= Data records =
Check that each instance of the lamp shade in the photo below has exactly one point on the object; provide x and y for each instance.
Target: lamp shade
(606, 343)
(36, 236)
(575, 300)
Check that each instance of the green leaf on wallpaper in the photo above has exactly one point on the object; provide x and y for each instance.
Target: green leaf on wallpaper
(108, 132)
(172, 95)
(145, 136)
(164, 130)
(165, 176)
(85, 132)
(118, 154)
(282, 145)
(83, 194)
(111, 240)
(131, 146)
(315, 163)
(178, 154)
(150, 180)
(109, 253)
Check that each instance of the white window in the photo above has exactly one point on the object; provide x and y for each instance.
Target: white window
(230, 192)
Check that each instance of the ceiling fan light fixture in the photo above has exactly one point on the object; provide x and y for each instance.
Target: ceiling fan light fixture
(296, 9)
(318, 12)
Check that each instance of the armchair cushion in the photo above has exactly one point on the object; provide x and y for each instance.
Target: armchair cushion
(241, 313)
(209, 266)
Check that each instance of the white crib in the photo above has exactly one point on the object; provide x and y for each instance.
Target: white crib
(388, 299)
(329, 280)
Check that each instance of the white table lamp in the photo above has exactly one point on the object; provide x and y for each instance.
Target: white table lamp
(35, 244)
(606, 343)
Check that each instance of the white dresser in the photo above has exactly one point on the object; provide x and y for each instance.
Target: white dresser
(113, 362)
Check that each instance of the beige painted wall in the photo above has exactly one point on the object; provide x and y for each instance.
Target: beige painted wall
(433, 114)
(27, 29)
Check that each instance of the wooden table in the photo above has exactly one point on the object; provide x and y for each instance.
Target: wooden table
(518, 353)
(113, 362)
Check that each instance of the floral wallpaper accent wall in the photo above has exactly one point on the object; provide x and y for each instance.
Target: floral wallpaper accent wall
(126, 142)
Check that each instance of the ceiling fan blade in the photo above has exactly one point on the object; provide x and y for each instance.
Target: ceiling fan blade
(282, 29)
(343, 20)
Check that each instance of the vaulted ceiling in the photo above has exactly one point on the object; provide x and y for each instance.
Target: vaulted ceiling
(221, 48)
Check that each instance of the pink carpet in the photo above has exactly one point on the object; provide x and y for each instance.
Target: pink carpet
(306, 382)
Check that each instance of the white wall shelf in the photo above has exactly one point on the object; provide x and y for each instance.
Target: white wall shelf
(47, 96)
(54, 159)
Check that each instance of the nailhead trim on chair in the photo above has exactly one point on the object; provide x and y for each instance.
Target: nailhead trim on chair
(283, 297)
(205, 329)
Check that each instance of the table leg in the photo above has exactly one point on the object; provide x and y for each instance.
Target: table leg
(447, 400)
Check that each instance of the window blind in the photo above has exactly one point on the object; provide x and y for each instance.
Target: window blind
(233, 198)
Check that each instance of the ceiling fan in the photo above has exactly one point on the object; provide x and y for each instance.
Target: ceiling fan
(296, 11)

= Exercise description =
Every entry should be output exactly as written, please.

= Output of the exercise =
Check that each instance of the lamp shade in the photo below has exactly one point on the object; provide x and y for each instance.
Target: lamp shade
(606, 343)
(36, 236)
(575, 300)
Check that each instance of the green leaf on wallpaper in the photo above has exactly one point on the object; provide x and y for each instance.
Target: green leaf on wallpaper
(108, 132)
(172, 95)
(145, 136)
(164, 130)
(165, 176)
(85, 132)
(118, 154)
(282, 145)
(83, 194)
(111, 240)
(131, 146)
(315, 163)
(178, 154)
(150, 180)
(109, 253)
Check that each instance of the white window in the photo above has exactly one point on the object; provide x and y for each instance.
Target: white window
(230, 192)
Check that each instance of the ceiling fan light fixture in the photo above has exactly one point on the object; provide x and y for each instance.
Target: ceiling fan light fixture
(296, 9)
(318, 12)
Check that each instance of the armchair cushion in the photo above has exactly one point on the object; provide x and y for each instance.
Target: armchair cushion
(241, 313)
(209, 266)
Check that each instance of the white crib in the photo above has exactly one point on the object; provide x and y for each instance.
Target: white crib
(388, 299)
(329, 280)
Check that each instance of the white table lamp in the photo above has exactly one point on the object; provide x and y for each instance.
Target: white table lamp
(35, 244)
(606, 343)
Check that each instance of the white dresser in the photo above has exactly one point on the object; provide x and y for each instance.
Target: white dresser
(113, 362)
Check that each instance of the beige painted wall in the photo above has exactly one point on the object; provide x and y for each instance.
Target: beige painted wall
(433, 114)
(27, 29)
Check that each instance of the wooden table in the photo above has exactly one point on the object; provide x and y for each instance.
Target: wooden table
(518, 353)
(113, 362)
Check that each instance of the floral wallpaper accent wall in the photo above has exactly one point on the object; provide x and y for each instance.
Target: floral wallpaper accent wall
(126, 142)
Check that each instance of the ceiling fan blade in the photo above has exactly one point on the object; provide x and y for each instance.
Target: ceiling fan blade
(282, 29)
(343, 20)
Check that each instance of the vaulted ceiling in the photo above has exactly one point on the object; provide x and y for each instance.
Target: vaulted ceiling
(221, 48)
Check that each instance of the pink carpet in the photo above has exactly one point on the object; provide x and y for each instance.
Target: pink carpet
(306, 382)
Check that each instance of the white wall shelf in the photo above has exactly one point on the object; provide x and y for each instance.
Target: white wall shelf
(47, 96)
(54, 159)
Check that each instance of the nailhead trim on chair in the photo above has exactly one point on the object; provide x and y for each instance.
Target: nailhead trim on chair
(283, 297)
(205, 329)
Check that each instance of the table leg in the photo above has exactly one point on the object; provide x and y for each instance.
Target: table leg
(447, 400)
Check that each instance of the window blind in the photo above has exactly one point on the object; provide x and y for each instance.
Target: window blind
(233, 198)
Check that each instance of the ceiling fan in the photo above has exactly one point on the object; provide x and y for each instance.
Target: ceiling fan
(296, 11)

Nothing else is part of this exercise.